> STATED EXERCISE
Count the lines below that contain the word "white", treating uppercase and lowercase as different, and give only the number.

> SUPPLIED ENTRIES

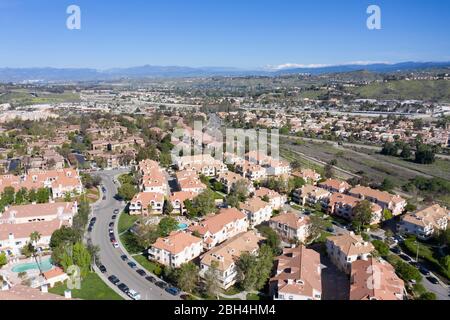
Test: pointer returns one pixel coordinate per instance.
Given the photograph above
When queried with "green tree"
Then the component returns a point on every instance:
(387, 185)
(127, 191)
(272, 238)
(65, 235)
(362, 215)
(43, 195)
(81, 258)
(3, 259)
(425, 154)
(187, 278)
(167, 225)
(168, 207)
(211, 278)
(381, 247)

==

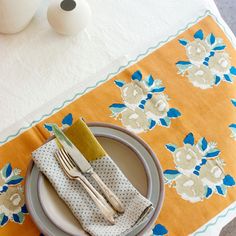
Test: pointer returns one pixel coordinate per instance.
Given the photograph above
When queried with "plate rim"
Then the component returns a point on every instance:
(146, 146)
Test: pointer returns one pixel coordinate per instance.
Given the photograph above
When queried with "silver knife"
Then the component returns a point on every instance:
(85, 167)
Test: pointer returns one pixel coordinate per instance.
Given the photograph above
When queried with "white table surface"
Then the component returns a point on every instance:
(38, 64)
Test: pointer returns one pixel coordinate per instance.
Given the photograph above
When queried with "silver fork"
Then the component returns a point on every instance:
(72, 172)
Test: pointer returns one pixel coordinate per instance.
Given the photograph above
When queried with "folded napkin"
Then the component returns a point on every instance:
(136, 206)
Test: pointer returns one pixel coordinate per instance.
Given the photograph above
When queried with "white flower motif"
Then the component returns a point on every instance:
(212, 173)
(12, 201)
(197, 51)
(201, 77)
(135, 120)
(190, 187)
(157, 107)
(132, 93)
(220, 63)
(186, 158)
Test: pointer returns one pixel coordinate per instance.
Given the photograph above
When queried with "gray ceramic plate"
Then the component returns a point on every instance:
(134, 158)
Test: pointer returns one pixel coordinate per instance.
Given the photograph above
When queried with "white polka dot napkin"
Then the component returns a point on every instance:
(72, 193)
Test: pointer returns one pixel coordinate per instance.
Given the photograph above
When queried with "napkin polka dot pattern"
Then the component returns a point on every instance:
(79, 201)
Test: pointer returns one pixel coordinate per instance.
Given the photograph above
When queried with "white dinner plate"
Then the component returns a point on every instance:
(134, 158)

> FULL ANSWER
4